■ 課題の目的 1 ■
次の(a)〜(c)は、サンプリング周波数変換に関する文章の内容と一致していますか。それぞれ「はい」か「いいえ」で答え、判断の決め手となる文章中の語句をそのまま引用してください。
(a) CDのサンプリング周波数は44.1kHzである。
(b) 補間では、1つのサンプルを取り出した後、続くサンプルを捨てる。
(c) 周波数変換の比は、整数でない値になることもある。
■ 課題の目的 2 ■
サンプリング周波数変換に関する文章を、途切れたところから書き継いでください。

■ 提示文章 ■
┄┄┄┄┄┄┄┄┄┄┄┄┄┄┄┄┄┄┄┄

例えばPCMオーディオの場合、CDやMDのサンプリング周波数は44.1kHzですが、DVD-Audioは48kHz/ 96kHz/ 192kHz、YouTubeなら48kHzです。そのため、例えばCDの音声信号をDVDやYouTubeで使用するために、送信側か受信側のどちらかでサンプリング周波数を変換することになります。
参考までに、いろいろなシステムのサンプリング周波数の一覧がWikipediaにあります。
AD変換時のオーバーサンプリングなどでもサンプリング周波数変換が使用されます。
サンプリング周波数変換の概要
デジタル信号は、時間方向・振幅方向それぞれに離散化された信号です。時間方向の離散化を標本化、振幅方向の離散化を量子化といいます。
サンプリング周波数変換は、時間方向に離散化されたデータの間隔を変換する処理です。
- サンプリング周波数を下げるときは、1個のサンプルを取り出すごとにそれに続くサンプルを捨て去ります。
- サンプリング周波数を上げるときは、1個のサンプルを取り出すごとに新たなデータを追加(挿入)します。
処理 | 処理名 | 処理方法 | LPFカットオフ |
---|---|---|---|
サンプリング周波数を下げる | 間引き | 1つのサンプルを取り出した後、続くサンプルを捨てる | 変換後のナイキスト周波数 |
サンプリング周波数を上げる | 補間 | 1つのサンプルを取り出した後、0を挿入する | 変換前のナイキスト周波数 |
変換比は正の整数のみ
周波数変換の比は必ず正の整数です。サンプリング周波数を下げる場合は「整数分の1」、上げる場合は「整数倍」になります。
「整数分の1」「整数倍」ではない周波数へ変換したい場合は、間引きと補間を組み合わせて目的の周波数に変換します。
間引きと補間
- サンプリング周波数下げる処理・・・間引きまたはデシメーション
- サンプリング周波数を上げる処理・・・補間またはインタポレーション
といいます。また、周波数の変換比を次のように呼びます。
- 間引き・・・間引き係数またはデシメーション係数 (Decimation Factor)
- 補間・・・補間係数またはインタポレーション係数 (Interpolation Factor)
間引き (デシメーション)

┄┄┄┄┄┄┄┄┄┄┄┄┄┄┄┄┄┄┄┄

■ 提供データ ■

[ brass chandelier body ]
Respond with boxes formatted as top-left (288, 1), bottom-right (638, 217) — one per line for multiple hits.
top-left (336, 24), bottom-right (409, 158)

┄┄┄┄┄┄┄┄┄┄┄┄┄┄┄┄┄┄┄┄

■ 課題の解答 1 ■
(a) はい。「CDやMDのサンプリング周波数は44.1kHzですが」
(b) いいえ。「1つのサンプルを取り出した後、0を挿入する」
(c) いいえ。「周波数変換の比は必ず正の整数です。」

■ 課題の解答 2 ■
変換前のサンプリング周波数f1を、低速なf2に変換する場合を考えます。
下の図は、標本化された正弦波を間引き係数4で間引いてサンプリング周波数を落としたものです。(フィルタでカットされる領域に信号がないので、ローパスフィルタ前後で波形は変わっていませんが。)
ダウンサンプリング
1個のサンプルに対して、それに続く(f1/f2 -1)個を捨てます。この処理をダウンサンプリング(Down sampling)といいます。
アンチエイリアシング
データを捨て去るだけでは、折り返し雑音により波形が歪んでしまいます。そのため、データを捨てる前にローパスフィルタをかける必要があります。これは標本化の際にアンチエイリアシングフィルタをかけるのと同じ考え方です。
このローパスフィルタを間引きフィルタまたはデシメーションフィルタといいます。
補間 (インタポレーション)
次に補間です。変換前のサンプリング周波数f1を、高速なf2に変換する場合を考えます。
下の図は、標本化された正弦波を補間係数4で補間し、サンプリング周波数を上げた波形です。赤い点線は0を挿入(アップサンプリング)した直後の波形で、ギザギザしています。
ローパスフィルタをかけると高周波成分(ギザギザ)が取り除かれて、きれいな正弦波になります。(FIRフィルタの遅延で位相がずれている。)
アップサンプリング
各サンプルの後に、(f2/f1 -1)個のサンプルを挿入します。追加するサンプルの値は0です。この処理をアップサンプリング(Up sampling)といいます。
0を追加しただけでは波形はギザギザしています。(折り返し雑音を拾っている状態。)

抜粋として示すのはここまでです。